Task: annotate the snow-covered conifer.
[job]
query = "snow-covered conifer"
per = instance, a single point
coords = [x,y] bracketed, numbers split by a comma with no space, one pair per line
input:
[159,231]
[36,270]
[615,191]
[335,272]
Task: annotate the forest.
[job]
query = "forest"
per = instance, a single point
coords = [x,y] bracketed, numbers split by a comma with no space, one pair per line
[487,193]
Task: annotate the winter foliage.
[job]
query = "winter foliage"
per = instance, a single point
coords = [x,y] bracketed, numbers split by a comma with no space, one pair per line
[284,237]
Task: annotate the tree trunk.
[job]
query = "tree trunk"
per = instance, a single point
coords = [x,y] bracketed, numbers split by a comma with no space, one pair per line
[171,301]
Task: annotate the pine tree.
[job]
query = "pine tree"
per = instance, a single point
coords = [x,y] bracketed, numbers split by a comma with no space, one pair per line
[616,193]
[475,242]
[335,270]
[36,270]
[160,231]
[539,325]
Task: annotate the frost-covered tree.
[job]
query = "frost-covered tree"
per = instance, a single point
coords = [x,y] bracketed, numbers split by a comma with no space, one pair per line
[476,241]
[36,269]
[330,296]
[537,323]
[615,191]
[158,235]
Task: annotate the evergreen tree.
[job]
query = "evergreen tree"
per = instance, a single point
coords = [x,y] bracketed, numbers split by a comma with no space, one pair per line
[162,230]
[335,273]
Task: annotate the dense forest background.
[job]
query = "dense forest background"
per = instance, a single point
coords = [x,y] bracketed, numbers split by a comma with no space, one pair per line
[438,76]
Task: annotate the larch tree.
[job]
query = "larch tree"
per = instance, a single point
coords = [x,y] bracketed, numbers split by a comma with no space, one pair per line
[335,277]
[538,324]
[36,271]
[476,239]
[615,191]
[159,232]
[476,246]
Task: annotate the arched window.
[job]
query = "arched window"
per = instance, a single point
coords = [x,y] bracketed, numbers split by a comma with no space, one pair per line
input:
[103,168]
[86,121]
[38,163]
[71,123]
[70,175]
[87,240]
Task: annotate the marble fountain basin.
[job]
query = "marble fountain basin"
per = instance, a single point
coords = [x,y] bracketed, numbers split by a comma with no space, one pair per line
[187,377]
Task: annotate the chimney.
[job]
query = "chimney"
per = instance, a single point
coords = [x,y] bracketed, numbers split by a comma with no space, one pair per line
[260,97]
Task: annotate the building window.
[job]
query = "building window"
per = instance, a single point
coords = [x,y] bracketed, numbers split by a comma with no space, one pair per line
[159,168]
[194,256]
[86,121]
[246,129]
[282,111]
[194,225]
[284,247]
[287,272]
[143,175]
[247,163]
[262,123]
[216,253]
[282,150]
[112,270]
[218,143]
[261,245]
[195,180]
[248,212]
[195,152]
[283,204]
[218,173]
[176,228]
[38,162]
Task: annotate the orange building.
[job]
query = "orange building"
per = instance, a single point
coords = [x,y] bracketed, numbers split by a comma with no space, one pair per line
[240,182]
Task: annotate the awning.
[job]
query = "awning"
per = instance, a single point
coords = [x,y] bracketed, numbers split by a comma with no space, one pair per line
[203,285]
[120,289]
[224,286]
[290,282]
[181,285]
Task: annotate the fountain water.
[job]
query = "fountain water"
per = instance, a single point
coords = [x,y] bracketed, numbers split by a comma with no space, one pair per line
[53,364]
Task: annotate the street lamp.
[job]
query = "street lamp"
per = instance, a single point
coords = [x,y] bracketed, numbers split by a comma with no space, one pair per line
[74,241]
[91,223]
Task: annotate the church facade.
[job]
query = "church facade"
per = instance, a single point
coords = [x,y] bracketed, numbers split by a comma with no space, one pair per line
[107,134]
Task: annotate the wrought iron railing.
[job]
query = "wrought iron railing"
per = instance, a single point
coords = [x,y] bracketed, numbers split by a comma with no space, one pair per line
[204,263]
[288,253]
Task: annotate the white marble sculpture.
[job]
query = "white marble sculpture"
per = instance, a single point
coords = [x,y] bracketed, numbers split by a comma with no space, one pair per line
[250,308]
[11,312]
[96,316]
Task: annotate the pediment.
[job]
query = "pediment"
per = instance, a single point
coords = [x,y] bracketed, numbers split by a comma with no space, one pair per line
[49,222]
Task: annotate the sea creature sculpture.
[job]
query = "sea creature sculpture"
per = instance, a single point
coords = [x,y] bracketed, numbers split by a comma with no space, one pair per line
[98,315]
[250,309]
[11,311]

━━━━━━

▸ Objective
Write out all the lines again, exactly as they are.

▸ Output for this exercise
Task: annotate the snow-covered conifer.
[job]
query = "snow-covered conifer"
per = instance, a single point
coords = [x,y] bracketed, numbers split by a comma with no space, one pair per line
input:
[159,231]
[36,270]
[615,191]
[335,272]
Task: annotate the forest.
[job]
query = "forest"
per = instance, a single point
coords = [x,y] bracketed, numbers split by a comma with no space, one pair per line
[487,193]
Task: annotate the winter foliage.
[job]
query = "winter foliage"
per = instance, a single point
coords = [x,y] bracketed, numbers split by a comma with no space, one pair per line
[284,237]
Task: annotate the tree trunk.
[job]
query = "tree trunk"
per = instance, a single point
coords = [x,y] bracketed, numbers split by a comma with no space, one pair per line
[171,301]
Task: annotate the pine tree.
[job]
query = "pine tree"
per = instance, a single point
coords = [x,y] bracketed, numbers split by a comma with no space, one pair per line
[616,193]
[475,242]
[335,270]
[36,270]
[160,231]
[539,325]
Task: annotate the frost-covered tree.
[job]
query = "frost-covered tree"
per = instance, a single point
coords = [x,y] bracketed, numbers split by a comma with no space, one pair per line
[476,241]
[36,269]
[330,296]
[537,323]
[615,191]
[158,235]
Task: annotate the evergreen tree.
[job]
query = "evergreen tree"
per = instance, a single point
coords = [x,y] bracketed, numbers split by a comma with no space, one pair per line
[162,230]
[335,273]
Task: annotate the dense forest background.
[job]
query = "dense forest background"
per = instance, a single point
coords = [x,y] bracketed, numbers split by a comma with no space, one pair per line
[438,76]
Task: annotate the larch tree.
[job]
query = "larch tree"
per = instance, a single point
coords = [x,y] bracketed, numbers split by a comma with no space, one pair per line
[335,277]
[538,324]
[36,271]
[476,239]
[615,191]
[159,232]
[476,246]
Task: annotate the arched window.
[job]
query = "arched window"
per = instance, a single point
coords = [x,y] bracketed, numbers split by a comma with no space, one pair per line
input:
[103,168]
[86,121]
[38,163]
[71,123]
[70,175]
[87,240]
Task: annotate the marble fountain basin.
[job]
query = "marble fountain basin"
per = instance, a single point
coords = [x,y] bracketed, numbers split by a comma with no space, one pair per line
[187,377]
Task: annotate the chimney.
[job]
query = "chimney"
per = instance, a single point
coords = [x,y] bracketed, numbers split by a comma with no space, one pair per line
[260,97]
Task: annotate the building window.
[job]
query = "building window"
per = instance, a single point
coords = [x,y] bracketed, numbers split by a comma with no space, one pair per line
[159,168]
[194,256]
[86,121]
[246,129]
[282,111]
[194,225]
[284,247]
[287,272]
[143,175]
[247,163]
[262,123]
[216,253]
[282,150]
[112,270]
[218,143]
[261,245]
[195,180]
[248,212]
[195,152]
[283,204]
[218,173]
[176,228]
[38,162]
Task: annotate the orange building.
[job]
query = "orange building"
per = instance, a single point
coords = [x,y] bracketed, numbers split by a comma with no space, one pair per line
[240,182]
Task: annotate the awning.
[job]
query = "awning"
per = instance, a single point
coords = [x,y] bracketed, numbers split by a comma with no space, one pair per line
[203,285]
[120,289]
[224,286]
[290,282]
[181,285]
Task: annotate the fountain water.
[job]
query = "fountain water"
per = instance, a single point
coords = [x,y] bracketed, numbers split by a comma with no space, one pair per line
[53,364]
Task: annotate the street lamp.
[job]
query = "street lamp"
per = instance, a single point
coords = [x,y] bracketed, numbers split by a comma with no space, one pair per line
[74,241]
[91,223]
Task: annotate the church facade.
[job]
query = "church facade"
per = instance, a single point
coords = [x,y] bracketed, numbers split by a comma with no space, one pair per line
[107,134]
Task: annotate the wrought iron railing.
[job]
query = "wrought iron railing"
per = instance, a single point
coords = [x,y] bracketed, numbers split by a comma with no space, one pair per line
[204,263]
[288,253]
Task: annotate the white marble sculpture.
[job]
query = "white marble sculpture"
per = instance, a single point
coords = [x,y] bracketed, numbers split by a comma with no space, one pair per line
[250,308]
[11,312]
[96,316]
Task: annotate the pediment.
[job]
query = "pediment"
per = instance, a single point
coords = [x,y] bracketed, numbers split by a comma with no space, one pair per line
[49,222]
Task: annotate the sea creature sculpture.
[job]
query = "sea creature sculpture"
per = instance, a single point
coords = [x,y] bracketed, numbers split by a comma with no space, one pair per line
[98,315]
[250,309]
[11,311]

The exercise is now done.